Section de texte ->
============================================================

Alors quoi, je n’aurais pas dû vouloir me mélanger ? Chacun cantonné dans son ghetto respectif, et tout ira bien ? Et mes accusateurs devront-ils alors s’indigner qu’en couverture de Marianne comme de Valeurs actuelles, on crie au communautarisme ?
Je suis la vermine, celle qui annonce les pires des épidémies. Du cancer qui gangrène le corps du quartier, a suinté une tumeur, un kyste malin gros comme une maison.
Un matin que je sortais de Barbès-Rochechouart, je suis tombé dessus. À ce carrefour des boulevards qui donnent leurs noms à la station, à cet angle de rues parmi les plus populaires de France, là où les vendeurs de Ma’lboro Ma’lboro se mêlent aux mammas chargées des cabas du Tati en face, là où s’est si longtemps dressée la carcasse de la grande fripe Vano, carbonisée par un incendie, quelque chose s’était posé sur le bitume, comme on le dirait d’un OVNI un jour d’invasion. Je n’avais guère prêté attention au chantier, et voilà que je découvrais, dans ce paysage de mon quotidien, une apparition pas plus réelle qu’un mirage. Un grand bâtiment blanc, tout en poutrelles noires et vitres géantes, quelque part entre le saloon façon EuroDisney et la manufacture redesignée hipster, avec son enseigne populo-chic : Brasserie Barbès.
À l’intérieur, l’infection avait tout contaminé : moquettes épaisses, marbres veinés, canapé cuir – et même un feu de cheminée. Et pour protéger le dehors du dedans, bien des précautions qui font sas : panneaux vitrés pour isoler les terrasses des trottoirs, hôtesses pour vous accueillir derrière le pupitre (je croyais que ça n’arrivait que dans les films hollywoodiens), et parfois un videur pour faire club au soir venu.
J’ai d’abord craché sur l’établissement, tant il semblait architecturé pour le safari des bourgeois en goguette chez les pauvres, avec sa vue plongeante sur le boulevard grouillant de sa foule pittoresque. Et puis, ma condition de Méditerranéen avide de soleil, de fumeur affamé de liberté et d’urbain accro à sa ville, m’a été fatale : le premier étage, avec ses 240° et ses neuf heures d’ensoleillement par jour, avec son toit mobile fait pour les cigarettes, avec sa vue imprenable sur le métro aérien, est devenu mon bureau. Sale époque, qui voit le marxisme se dissoudre au premier rayon tiède. (Rassurez-vous, il se réveille à la lecture de la carte, le jus détox pour 5,5 euros seulement.)

============================================================

Entrées de données ->
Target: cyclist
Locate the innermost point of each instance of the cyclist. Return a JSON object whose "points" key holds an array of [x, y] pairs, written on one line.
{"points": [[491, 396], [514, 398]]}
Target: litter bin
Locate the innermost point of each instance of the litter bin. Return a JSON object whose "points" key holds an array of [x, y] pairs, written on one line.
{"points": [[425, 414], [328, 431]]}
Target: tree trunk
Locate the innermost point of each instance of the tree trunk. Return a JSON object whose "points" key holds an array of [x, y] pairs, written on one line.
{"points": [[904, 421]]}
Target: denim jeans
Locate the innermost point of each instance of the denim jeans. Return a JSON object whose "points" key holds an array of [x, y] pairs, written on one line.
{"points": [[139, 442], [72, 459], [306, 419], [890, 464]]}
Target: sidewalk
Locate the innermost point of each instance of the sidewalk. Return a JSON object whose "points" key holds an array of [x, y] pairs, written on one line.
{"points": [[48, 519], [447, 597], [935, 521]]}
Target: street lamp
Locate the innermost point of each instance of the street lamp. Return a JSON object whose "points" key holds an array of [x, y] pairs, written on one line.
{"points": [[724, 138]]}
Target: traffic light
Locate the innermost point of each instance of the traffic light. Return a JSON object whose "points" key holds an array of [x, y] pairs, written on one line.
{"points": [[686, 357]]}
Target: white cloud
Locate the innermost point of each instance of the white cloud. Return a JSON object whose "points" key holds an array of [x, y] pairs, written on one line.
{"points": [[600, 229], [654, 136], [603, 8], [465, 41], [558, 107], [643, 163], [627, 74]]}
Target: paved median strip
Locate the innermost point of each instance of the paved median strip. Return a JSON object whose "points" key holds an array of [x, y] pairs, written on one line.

============================================================

Tâche 1 -> Recopiez le passage de la section de texte qui commence par « J’ai d’abord craché » et se poursuit jusqu'à « 5,5 euros seulement.) ».
Tâche 2 ->
Répondez à ces questions d'après la section de texte.
(a) Quelle enseigne porte le grand bâtiment blanc ?
(b) Qui accueille les clients derrière le pupitre ?
(c) Combien coûte le jus détox ?
Tâche 3 -> Traduisez en anglais cette phrase de la section de texte : « Sale époque, qui voit le marxisme se dissoudre au premier rayon tiède. »

Corrigé 1 ->
J’ai d’abord craché sur l’établissement, tant il semblait architecturé pour le safari des bourgeois en goguette chez les pauvres, avec sa vue plongeante sur le boulevard grouillant de sa foule pittoresque. Et puis, ma condition de Méditerranéen avide de soleil, de fumeur affamé de liberté et d’urbain accro à sa ville, m’a été fatale : le premier étage, avec ses 240° et ses neuf heures d’ensoleillement par jour, avec son toit mobile fait pour les cigarettes, avec sa vue imprenable sur le métro aérien, est devenu mon bureau. Sale époque, qui voit le marxisme se dissoudre au premier rayon tiède. (Rassurez-vous, il se réveille à la lecture de la carte, le jus détox pour 5,5 euros seulement.)

Corrigé 2 ->
(a) Brasserie Barbès.
(b) Des hôtesses.
(c) 5,5 euros.

Corrigé 3 -> A sorry age, which sees Marxism dissolve at the first lukewarm ray of sun.